WORK TO BE COMPLETED:
Summarize the blog entries below in three sentences.

DOCUMENT EXTRACT:

-.-.-

Saturday 30 March 2013

What no Bolshoi!!

We are now on the final countdown to the trip that has been a year in the planning. We still have long lists but much of what we still have to do cannot be done till much nearer the time.
Audleys, who have organised the trip from Moscow have sent us what they thought was the final paperwork but almost as soon as it had dropped on our doormat Chris, the Audleys rep looking after us, called me to say that there had to be some changes.
The Trans Siberian train we were due to catch has been cancelled and we are now catching a different one.
The rule on Trans Siberian trains is that the lower the number the better the train. We had been booked on train 8 which should have been fine. Chris said we could either take the 276 which left on the same day as we had planned or take train 2 which leaves a day earlier! Not much contest really. We are taking train 2.
We will have an extra night in Siberia at Lake Baikal which is definitely a bonus. I have read a lot about this lake and also re read what Grandpa wrote about it. There will be fabulous scenery and besides it is the largest freshwater lake in the world and the little hotel we are staying in looks wonderful. Altogether a better option.
Grandpa said that there was a lot of snow on the ground and that the lake was frozen. We are taking thermals so hopefully that won't bother us It also means that we can't go to the Bolshoi in Moscow as we will be leaving on the evening we would have gone. Tone is devastated!!

Well I am not really it just makes the packing easier as I will not need my Tutu!

Sunday 24 March 2013

Photographs

I have managed with Charlie's help to enter a gallery of pictures mainly from those that Cathy Pardoe lent me. Just click on Gallery to the right and have a look

Tuesday 19 March 2013

Back to Barry

Yesterday I had a call from a reporter on the local Barry Newspaper. She, Sharon, is gong to report on our trip and wanted some background stuff from me.
She had obviously done some research because she told me that Great Granny Pardoe, Winifred, was part of a Barry Women's trail which has just been launched. It is a town trail including the famous women who lived and or worked in Barry over the years and Great Granny Pardoe is remembered for her nursing career. She was Matron of the Barry Hospital from 1914 to 1918 and was awarded an OBE for her services to nursing. We have some pictures of her outside the Methodist Church which was where the hospital was situated.

-.-.-

MATERIAL SUPPLIED:
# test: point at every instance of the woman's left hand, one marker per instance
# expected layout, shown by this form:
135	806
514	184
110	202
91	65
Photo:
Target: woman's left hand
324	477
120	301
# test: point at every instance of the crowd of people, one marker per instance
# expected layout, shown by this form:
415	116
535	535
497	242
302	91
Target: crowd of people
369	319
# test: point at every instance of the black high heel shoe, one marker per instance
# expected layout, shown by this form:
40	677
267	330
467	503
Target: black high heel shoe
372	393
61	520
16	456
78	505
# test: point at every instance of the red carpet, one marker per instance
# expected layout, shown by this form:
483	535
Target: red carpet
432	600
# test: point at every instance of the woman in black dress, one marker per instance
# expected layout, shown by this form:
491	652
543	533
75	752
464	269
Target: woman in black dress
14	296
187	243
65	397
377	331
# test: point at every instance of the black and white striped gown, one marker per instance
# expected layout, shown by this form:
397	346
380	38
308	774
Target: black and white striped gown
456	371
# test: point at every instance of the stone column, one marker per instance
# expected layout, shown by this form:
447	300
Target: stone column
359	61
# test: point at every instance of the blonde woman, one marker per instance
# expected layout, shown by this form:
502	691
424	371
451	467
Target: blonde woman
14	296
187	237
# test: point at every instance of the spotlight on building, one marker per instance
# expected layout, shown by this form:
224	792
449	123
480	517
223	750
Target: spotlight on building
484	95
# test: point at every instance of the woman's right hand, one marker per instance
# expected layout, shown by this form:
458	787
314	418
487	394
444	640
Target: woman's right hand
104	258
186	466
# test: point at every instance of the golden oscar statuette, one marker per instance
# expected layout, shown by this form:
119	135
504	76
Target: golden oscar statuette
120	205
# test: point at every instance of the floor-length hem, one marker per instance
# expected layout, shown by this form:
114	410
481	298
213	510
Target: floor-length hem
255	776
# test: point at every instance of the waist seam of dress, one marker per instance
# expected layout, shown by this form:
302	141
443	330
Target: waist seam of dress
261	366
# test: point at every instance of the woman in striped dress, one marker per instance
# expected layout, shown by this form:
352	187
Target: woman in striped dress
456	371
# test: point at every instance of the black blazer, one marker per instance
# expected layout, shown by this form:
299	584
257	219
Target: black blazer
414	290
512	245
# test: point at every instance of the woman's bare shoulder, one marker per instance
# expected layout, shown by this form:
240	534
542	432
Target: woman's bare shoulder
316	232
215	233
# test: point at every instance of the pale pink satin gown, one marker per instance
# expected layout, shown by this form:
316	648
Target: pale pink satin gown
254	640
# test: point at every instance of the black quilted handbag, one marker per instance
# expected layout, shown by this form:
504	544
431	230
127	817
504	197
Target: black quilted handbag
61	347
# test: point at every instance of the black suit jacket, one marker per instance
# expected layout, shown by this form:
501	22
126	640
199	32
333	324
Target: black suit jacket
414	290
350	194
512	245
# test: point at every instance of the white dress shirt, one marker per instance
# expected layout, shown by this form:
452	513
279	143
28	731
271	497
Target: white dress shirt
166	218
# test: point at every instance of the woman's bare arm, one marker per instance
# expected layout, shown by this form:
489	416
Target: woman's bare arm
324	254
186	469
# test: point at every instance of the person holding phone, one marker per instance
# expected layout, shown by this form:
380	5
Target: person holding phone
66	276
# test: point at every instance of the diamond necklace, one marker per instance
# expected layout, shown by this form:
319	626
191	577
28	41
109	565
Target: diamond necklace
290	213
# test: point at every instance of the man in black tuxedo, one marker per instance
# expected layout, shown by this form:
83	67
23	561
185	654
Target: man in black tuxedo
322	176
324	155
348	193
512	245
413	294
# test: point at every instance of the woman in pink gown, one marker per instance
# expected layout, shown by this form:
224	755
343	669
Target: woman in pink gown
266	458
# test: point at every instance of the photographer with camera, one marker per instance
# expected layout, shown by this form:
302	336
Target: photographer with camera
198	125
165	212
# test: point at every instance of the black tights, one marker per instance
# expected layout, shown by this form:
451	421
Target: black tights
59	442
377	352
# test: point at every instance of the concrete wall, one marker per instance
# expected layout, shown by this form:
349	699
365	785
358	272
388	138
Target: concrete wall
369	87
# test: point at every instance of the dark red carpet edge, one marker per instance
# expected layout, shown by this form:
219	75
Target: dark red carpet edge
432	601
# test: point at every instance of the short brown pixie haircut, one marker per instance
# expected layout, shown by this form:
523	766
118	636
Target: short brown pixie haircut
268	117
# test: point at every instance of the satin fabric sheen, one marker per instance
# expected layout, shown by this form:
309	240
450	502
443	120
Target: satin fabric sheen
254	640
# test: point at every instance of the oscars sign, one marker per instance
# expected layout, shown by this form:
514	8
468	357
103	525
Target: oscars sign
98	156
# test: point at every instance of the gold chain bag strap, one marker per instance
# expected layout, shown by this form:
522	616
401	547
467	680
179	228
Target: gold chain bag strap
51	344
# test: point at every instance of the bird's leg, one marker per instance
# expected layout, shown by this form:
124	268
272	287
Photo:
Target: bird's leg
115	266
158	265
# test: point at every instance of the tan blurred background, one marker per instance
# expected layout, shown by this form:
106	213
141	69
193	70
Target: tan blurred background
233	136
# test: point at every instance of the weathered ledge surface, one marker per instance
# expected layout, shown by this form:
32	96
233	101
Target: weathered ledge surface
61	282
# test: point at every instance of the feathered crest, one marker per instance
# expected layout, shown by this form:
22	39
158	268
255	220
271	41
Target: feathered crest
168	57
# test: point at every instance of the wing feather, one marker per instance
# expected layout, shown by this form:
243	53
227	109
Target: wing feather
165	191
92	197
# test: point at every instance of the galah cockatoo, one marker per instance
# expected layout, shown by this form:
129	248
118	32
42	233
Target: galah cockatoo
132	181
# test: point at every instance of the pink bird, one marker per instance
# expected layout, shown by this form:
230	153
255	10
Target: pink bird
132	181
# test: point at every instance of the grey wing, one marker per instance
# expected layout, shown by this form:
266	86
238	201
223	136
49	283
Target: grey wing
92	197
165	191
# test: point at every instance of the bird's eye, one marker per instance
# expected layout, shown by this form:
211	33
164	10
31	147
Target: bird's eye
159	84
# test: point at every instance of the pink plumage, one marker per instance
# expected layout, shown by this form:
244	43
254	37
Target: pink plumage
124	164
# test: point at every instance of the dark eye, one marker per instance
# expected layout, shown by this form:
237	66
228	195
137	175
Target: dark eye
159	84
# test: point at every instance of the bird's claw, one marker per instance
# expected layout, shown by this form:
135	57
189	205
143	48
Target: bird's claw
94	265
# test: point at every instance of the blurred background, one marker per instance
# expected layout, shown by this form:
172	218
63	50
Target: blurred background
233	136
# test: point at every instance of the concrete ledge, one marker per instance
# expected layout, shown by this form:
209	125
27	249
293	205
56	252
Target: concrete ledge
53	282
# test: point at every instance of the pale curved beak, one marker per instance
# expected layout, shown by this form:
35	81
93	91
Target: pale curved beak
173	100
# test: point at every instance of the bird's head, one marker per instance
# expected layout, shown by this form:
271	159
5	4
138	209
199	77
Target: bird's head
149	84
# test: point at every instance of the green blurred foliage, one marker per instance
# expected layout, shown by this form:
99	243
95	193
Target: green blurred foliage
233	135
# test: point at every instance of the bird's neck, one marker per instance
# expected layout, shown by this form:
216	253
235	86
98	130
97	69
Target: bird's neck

-.-.-

RESPONSE TO THE EXERCISE:
Because the booked Trans Siberian train was cancelled, the travelers will take train 2 a day earlier, which adds a night at Lake Baikal but means missing the Bolshoi in Moscow. With Charlie's help, a gallery of pictures, mainly from those Cathy Pardoe lent, has been added to the blog. A reporter from the local Barry newspaper who will cover the trip said that Great Granny Pardoe, Winifred, is part of a newly launched Barry Women's trail for her nursing career, having been Matron of the Barry Hospital from 1914 to 1918 and awarded an OBE.